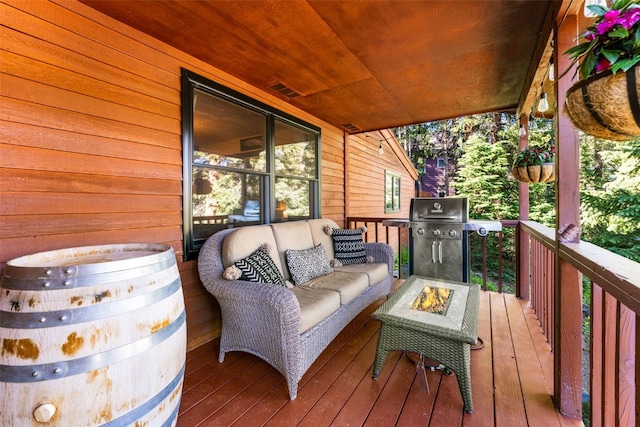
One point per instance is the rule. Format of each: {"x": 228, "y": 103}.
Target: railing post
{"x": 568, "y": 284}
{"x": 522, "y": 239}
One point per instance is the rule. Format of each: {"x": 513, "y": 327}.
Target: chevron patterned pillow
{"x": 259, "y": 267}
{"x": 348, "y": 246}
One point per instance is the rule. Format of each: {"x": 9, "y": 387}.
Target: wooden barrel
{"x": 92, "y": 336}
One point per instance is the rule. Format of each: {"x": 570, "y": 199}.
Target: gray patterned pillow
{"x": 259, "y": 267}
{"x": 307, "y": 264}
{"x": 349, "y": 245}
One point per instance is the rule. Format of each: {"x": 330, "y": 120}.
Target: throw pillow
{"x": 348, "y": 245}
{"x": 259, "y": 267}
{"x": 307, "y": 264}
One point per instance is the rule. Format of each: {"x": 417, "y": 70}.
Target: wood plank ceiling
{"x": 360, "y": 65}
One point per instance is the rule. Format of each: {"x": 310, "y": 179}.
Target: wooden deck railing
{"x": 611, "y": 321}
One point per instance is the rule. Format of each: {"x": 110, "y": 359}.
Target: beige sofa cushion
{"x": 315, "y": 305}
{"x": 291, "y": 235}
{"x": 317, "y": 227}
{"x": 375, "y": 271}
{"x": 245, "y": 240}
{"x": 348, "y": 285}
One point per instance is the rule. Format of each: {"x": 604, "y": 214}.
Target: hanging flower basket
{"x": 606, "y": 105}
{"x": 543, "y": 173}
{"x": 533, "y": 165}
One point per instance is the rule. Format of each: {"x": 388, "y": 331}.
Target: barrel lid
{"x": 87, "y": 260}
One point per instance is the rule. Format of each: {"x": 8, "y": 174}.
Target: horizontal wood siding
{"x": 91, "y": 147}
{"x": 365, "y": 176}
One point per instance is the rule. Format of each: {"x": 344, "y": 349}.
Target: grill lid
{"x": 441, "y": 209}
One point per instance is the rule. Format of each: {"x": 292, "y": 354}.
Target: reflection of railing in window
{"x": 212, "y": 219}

==

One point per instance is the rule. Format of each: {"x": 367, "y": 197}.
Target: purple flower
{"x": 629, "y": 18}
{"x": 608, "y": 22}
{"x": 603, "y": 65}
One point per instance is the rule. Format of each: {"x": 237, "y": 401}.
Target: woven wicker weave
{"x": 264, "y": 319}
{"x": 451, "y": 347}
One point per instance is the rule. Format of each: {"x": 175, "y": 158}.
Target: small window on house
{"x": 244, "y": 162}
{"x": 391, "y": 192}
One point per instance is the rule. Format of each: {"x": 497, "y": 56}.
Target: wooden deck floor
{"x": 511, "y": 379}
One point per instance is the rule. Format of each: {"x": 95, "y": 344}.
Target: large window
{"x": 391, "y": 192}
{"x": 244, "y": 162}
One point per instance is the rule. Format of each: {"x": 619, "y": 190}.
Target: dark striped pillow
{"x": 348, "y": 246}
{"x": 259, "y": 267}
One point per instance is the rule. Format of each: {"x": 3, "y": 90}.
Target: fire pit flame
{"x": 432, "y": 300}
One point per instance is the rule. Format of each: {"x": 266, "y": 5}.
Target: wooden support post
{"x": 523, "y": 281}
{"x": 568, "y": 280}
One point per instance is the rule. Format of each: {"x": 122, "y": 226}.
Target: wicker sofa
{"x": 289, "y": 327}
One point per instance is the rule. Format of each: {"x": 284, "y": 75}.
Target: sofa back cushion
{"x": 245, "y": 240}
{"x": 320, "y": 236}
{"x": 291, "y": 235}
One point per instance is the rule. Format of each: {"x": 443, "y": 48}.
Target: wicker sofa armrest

WHAT IS REQUIRED - From the entries above, print the lines beginning at the one with "Target: wooden support post" and stopping after the one with "Target: wicker sofa armrest", exactly as written and with nothing else.

RESPONSE -
Target: wooden support post
{"x": 523, "y": 281}
{"x": 568, "y": 280}
One point per instance is the rule. Format of each: {"x": 122, "y": 226}.
Target: wicker sofa
{"x": 289, "y": 327}
One point per instance is the rule. Format of each: {"x": 284, "y": 75}.
Target: sofa back cushion
{"x": 245, "y": 240}
{"x": 320, "y": 236}
{"x": 291, "y": 235}
One point per instance is the rule. Format of each: {"x": 443, "y": 48}.
Target: wicker sofa armrest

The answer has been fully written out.